═══ Excerpted text ═══
This concern is particularly relevant if the scope of NSA activities extends
beyond counter-terrorism to the support and furtherance of American commercial
interests. I.e. industrial espionage.

This does not seem too unreasonable a supposition given the history of the US
security services.

It seems that, rationally, transitioning away from MS software should now be
considered a priority for any non-US business in active competition against a
US exporter.

At the very least, business leaders should carefully consider the consequences
before storing or transmitting business-critical information using a device
that has been exposed to potentially compromised software.

------
JonSkeptic
According to articles scooped up on Google Finance: "TECH STOCKS: AMD, Amazon,
Microsoft Lead Tech Rally" and "Microsoft Corporation (NASDAQ:MSFT) trading
up"
═══ Given material ═══
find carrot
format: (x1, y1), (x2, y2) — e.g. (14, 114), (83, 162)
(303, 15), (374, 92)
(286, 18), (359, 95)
═══
__Direction A__:
In the forum thread about NSA surveillance, rewrite the passage that opens with "This does not" and closes with "US exporter.", changing "MS software" to "Microsoft software".
__Direction B__:
According to the forum thread about NSA surveillance, why should non-US businesses competing against a US exporter treat moving away from MS software as a priority?
__Direction C__:
Pick up the forum thread about NSA surveillance and Microsoft software after its last line and carry it on.

__Exercise response A__:
This does not seem too unreasonable a supposition given the history of the US
security services.

It seems that, rationally, transitioning away from Microsoft software should now be
considered a priority for any non-US business in active competition against a
US exporter.

__Exercise response B__:
NSA activities may go beyond counter-terrorism to supporting American commercial interests, which amounts to industrial espionage. The writer considers this a reasonable supposition given the history of the US security services.

__Exercise response C__:
We'll see if that changes, but I think the public has already moved on. The
Zimmerman trial was a brilliant distraction.

------
MisterWebz
> “I have a feeling that the administration is getting concerned about the
> bulk phone records collection, and that they are thinking about whether to
> move administratively to stop it,”

Conveniently ignoring the methods they're using to get the most information.

------
mtgx
What's worse is that they don't even _have_ to do it. They _wanted_ to do
this:

[http://paranoia.dubfire.net/2010/09/calea-and-
encryption.htm...](http://paranoia.dubfire.net/2010/09/calea-and-
encryption.html)